* _What you will do_
The whole listing, from first line to last: copy it exactly.

* _Available data_
--------------------------------------------------

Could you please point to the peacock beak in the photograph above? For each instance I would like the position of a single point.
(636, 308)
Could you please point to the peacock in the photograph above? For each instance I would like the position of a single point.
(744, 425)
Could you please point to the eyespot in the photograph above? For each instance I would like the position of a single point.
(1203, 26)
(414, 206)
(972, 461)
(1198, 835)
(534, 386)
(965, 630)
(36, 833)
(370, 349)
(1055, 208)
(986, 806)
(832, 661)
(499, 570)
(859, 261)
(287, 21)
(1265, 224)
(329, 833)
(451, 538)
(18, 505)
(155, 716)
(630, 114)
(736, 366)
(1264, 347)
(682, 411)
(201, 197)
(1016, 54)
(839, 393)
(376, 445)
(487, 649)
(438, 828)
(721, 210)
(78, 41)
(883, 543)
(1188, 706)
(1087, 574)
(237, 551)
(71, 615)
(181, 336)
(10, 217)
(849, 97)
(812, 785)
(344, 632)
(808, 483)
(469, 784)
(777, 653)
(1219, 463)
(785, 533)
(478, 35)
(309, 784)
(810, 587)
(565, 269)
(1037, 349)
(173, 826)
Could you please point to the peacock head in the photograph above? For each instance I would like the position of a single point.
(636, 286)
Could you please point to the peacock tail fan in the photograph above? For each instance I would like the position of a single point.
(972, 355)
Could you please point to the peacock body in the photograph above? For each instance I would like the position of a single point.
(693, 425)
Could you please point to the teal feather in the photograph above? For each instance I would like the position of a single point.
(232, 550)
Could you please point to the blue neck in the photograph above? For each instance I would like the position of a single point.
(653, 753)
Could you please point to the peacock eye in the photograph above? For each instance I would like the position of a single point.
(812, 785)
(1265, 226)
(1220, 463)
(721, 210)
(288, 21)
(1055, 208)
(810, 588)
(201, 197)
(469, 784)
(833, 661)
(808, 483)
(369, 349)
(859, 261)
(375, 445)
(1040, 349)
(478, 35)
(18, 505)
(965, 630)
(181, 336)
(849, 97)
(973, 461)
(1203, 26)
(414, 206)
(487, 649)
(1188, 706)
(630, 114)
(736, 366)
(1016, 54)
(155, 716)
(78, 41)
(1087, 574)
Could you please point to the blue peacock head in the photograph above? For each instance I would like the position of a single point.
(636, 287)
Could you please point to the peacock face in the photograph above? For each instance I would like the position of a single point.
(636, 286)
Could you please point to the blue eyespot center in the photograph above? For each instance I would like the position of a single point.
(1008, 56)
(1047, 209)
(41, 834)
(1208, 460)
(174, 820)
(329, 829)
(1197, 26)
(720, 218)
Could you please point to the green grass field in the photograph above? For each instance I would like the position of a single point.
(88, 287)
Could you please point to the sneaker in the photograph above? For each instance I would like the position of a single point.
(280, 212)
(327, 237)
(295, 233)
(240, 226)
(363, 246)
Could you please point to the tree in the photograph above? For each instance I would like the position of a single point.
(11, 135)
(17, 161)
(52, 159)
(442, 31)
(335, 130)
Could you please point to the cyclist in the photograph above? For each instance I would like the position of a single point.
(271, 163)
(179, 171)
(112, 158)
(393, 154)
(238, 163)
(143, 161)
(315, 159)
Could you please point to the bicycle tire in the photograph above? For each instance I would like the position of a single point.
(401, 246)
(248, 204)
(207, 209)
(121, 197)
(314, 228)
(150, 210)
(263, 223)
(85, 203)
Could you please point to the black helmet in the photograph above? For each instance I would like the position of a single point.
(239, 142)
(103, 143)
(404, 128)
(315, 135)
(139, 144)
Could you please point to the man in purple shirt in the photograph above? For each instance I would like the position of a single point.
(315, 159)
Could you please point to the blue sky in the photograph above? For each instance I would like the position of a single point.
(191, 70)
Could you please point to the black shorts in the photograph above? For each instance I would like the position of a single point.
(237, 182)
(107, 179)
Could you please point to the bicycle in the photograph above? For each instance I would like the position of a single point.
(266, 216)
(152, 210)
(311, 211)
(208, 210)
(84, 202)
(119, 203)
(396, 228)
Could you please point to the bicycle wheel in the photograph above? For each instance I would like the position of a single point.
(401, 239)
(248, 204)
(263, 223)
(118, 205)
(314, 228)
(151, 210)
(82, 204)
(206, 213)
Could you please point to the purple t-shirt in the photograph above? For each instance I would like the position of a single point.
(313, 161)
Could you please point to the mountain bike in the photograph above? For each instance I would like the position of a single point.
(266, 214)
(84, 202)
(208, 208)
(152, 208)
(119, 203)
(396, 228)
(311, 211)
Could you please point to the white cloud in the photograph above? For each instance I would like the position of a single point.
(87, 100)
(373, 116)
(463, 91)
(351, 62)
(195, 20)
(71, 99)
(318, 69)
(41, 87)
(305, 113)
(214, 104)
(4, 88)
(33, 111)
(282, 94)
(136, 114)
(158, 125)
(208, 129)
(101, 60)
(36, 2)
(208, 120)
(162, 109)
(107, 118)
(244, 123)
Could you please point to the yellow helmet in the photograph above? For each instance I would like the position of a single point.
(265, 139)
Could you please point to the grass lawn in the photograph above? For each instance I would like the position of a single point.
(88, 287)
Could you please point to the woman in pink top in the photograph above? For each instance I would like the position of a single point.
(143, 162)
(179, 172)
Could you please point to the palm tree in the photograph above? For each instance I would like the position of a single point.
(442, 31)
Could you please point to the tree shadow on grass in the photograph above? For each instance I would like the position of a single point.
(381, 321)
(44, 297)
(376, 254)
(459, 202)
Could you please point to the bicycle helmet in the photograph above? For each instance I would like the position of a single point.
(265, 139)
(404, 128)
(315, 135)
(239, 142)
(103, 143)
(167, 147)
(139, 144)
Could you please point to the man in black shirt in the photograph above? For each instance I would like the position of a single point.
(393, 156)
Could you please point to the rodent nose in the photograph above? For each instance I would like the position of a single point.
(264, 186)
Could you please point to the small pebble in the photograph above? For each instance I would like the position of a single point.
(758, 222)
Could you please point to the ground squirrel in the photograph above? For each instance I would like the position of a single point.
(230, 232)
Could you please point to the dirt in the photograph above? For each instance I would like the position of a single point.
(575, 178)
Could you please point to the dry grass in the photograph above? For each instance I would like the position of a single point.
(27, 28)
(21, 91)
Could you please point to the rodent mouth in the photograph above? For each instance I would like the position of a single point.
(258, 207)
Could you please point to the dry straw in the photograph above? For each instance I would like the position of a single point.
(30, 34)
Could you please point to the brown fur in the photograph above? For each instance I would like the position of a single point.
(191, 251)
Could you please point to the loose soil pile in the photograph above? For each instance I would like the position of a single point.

--------------------------------------------------

* _Result below_
Could you please point to the peacock beak in the photograph above? For each instance I would like the position of a single point.
(636, 308)
Could you please point to the peacock in the photograph above? For each instance I would like the position of a single point.
(744, 425)
Could you please point to the eyespot in the photograph above? For each instance I would like the position of a single point.
(1203, 26)
(414, 206)
(972, 461)
(1198, 835)
(534, 386)
(965, 630)
(36, 833)
(370, 349)
(1055, 208)
(986, 806)
(832, 661)
(499, 570)
(859, 261)
(287, 21)
(1265, 224)
(329, 833)
(451, 538)
(18, 505)
(155, 716)
(630, 114)
(736, 366)
(1264, 347)
(682, 411)
(201, 197)
(1016, 54)
(839, 393)
(376, 445)
(487, 649)
(438, 828)
(721, 210)
(78, 41)
(883, 543)
(1188, 706)
(1087, 574)
(237, 551)
(71, 615)
(181, 336)
(10, 217)
(849, 97)
(812, 785)
(344, 632)
(808, 483)
(469, 784)
(777, 653)
(1219, 463)
(785, 533)
(478, 35)
(309, 784)
(810, 587)
(565, 269)
(1037, 349)
(173, 826)
Could you please point to the peacock head in the photograph above? For each instance I would like the position of a single point.
(636, 286)
Could you please point to the peacock tail fan in the photograph above? For each instance I would like the position of a single point.
(972, 355)
Could you please point to the peacock body in the photograph above? For each instance I would like the position of a single point.
(693, 425)
Could you please point to the teal feather in the photograph above? For each instance I would like the position of a single point.
(232, 550)
Could you please point to the blue neck in the photograph above? For each instance I would like the position of a single point.
(653, 753)
Could you please point to the peacock eye in the photograph above? For each instance I would like the position of a single point.
(812, 785)
(1265, 226)
(1220, 463)
(721, 210)
(288, 21)
(1055, 208)
(810, 588)
(201, 197)
(469, 784)
(833, 661)
(808, 483)
(369, 349)
(859, 261)
(375, 445)
(1040, 349)
(478, 35)
(18, 505)
(965, 630)
(181, 336)
(849, 97)
(973, 461)
(1203, 26)
(414, 206)
(487, 649)
(1188, 706)
(630, 114)
(736, 366)
(1016, 54)
(155, 716)
(78, 41)
(1087, 574)
Could you please point to the blue peacock head in the photograph above? For each instance I would like the position of a single point.
(636, 287)
Could you please point to the peacock face in the photograph above? For each instance I would like the position of a single point.
(636, 286)
Could you please point to the blue eyespot center in the photograph above? For each instance I would like the position of a single point.
(1008, 56)
(1047, 209)
(41, 834)
(1208, 460)
(174, 820)
(329, 829)
(1197, 26)
(720, 218)
Could you please point to the green grass field in the photograph above? For each instance I would like the position of a single point.
(88, 287)
Could you please point to the sneaker in the photograph above? For each instance I would like the position of a single point.
(280, 212)
(327, 237)
(295, 233)
(240, 226)
(363, 246)
Could you please point to the tree in the photograph above? For each instance I would like the position of a single point.
(11, 135)
(17, 161)
(52, 159)
(442, 31)
(335, 130)
Could you please point to the cyclist in the photograph above? For each instance I would like the position of a single point.
(271, 163)
(179, 171)
(112, 158)
(393, 154)
(238, 163)
(143, 161)
(315, 159)
Could you please point to the bicycle tire in the photograph above? For each instance I would like the position of a single point.
(401, 246)
(248, 204)
(207, 209)
(121, 197)
(314, 228)
(150, 210)
(263, 223)
(85, 203)
Could you please point to the black helmet in the photograph above? For each instance I would like the position of a single point.
(239, 142)
(103, 143)
(404, 128)
(315, 135)
(139, 144)
Could you please point to the man in purple shirt in the photograph above? For each instance I would like the position of a single point.
(315, 159)
Could you please point to the blue sky in the photograph above? For each instance I would like the position of a single point.
(191, 70)
Could you please point to the black shorts in the photograph above? For each instance I would like the position of a single point.
(237, 182)
(107, 179)
Could you please point to the bicycle in the photograph above? For each instance I would like the position of a single point.
(266, 216)
(152, 210)
(311, 211)
(208, 210)
(84, 202)
(119, 203)
(396, 228)
Could you please point to the bicycle wheel in the photograph above? For each instance I would like the position of a single point.
(401, 239)
(248, 204)
(263, 223)
(118, 205)
(314, 228)
(151, 210)
(82, 204)
(206, 213)
Could you please point to the purple t-shirt in the photograph above? For each instance I would like the position of a single point.
(313, 161)
Could you please point to the mountain bike in the photograph above? For each instance I would like the position of a single point.
(266, 214)
(84, 202)
(208, 208)
(152, 208)
(119, 203)
(396, 228)
(311, 211)
Could you please point to the white cloud in the photograph above? For each instance I would like the position of a single point.
(87, 100)
(373, 116)
(463, 91)
(351, 62)
(195, 20)
(71, 99)
(318, 69)
(41, 87)
(305, 113)
(214, 104)
(4, 88)
(33, 111)
(282, 94)
(136, 114)
(158, 125)
(208, 129)
(101, 60)
(36, 2)
(208, 120)
(162, 109)
(107, 118)
(244, 123)
Could you please point to the yellow helmet in the photograph above? For each instance I would like the position of a single point.
(265, 139)
Could you please point to the grass lawn in the photograph above? For each instance I would like the position of a single point.
(88, 287)
Could you please point to the woman in pink top in the photograph above? For each instance I would like the position of a single point.
(143, 162)
(179, 172)
Could you please point to the palm tree in the photograph above? For each instance I would like the position of a single point.
(442, 31)
Could you please point to the tree shadow on grass in the photograph above? For each instance I would like the position of a single point.
(381, 321)
(44, 297)
(376, 254)
(459, 202)
Could you please point to the bicycle helmet in the photograph above? For each instance I would like the position of a single point.
(265, 139)
(404, 128)
(315, 135)
(239, 142)
(103, 143)
(167, 147)
(139, 144)
Could you please point to the man in black shirt in the photograph above? For each instance I would like the position of a single point.
(393, 156)
Could you please point to the rodent nose in the photograph above? For each instance I would like the position of a single point.
(264, 186)
Could you please point to the small pebble in the photograph above? For each instance I would like the position of a single point.
(758, 222)
Could you please point to the ground squirrel in the photograph above? For each instance I would like the position of a single point.
(230, 232)
Could you please point to the dirt in the photograph above? For each instance I would like the position of a single point.
(575, 178)
Could you please point to the dry grass in the photograph above? For each instance I would like the position of a single point.
(27, 28)
(21, 91)
Could you please point to the rodent mouth in the photograph above? For each instance I would like the position of a single point.
(258, 207)
Could you please point to the dry straw in the photograph above? For each instance I would like the position of a single point.
(30, 34)
Could you please point to the brown fur in the photograph above? For each instance I would like the position of a single point.
(191, 251)
Could you please point to the loose soil pile in the photograph above? For each instance I would like the position of a single point.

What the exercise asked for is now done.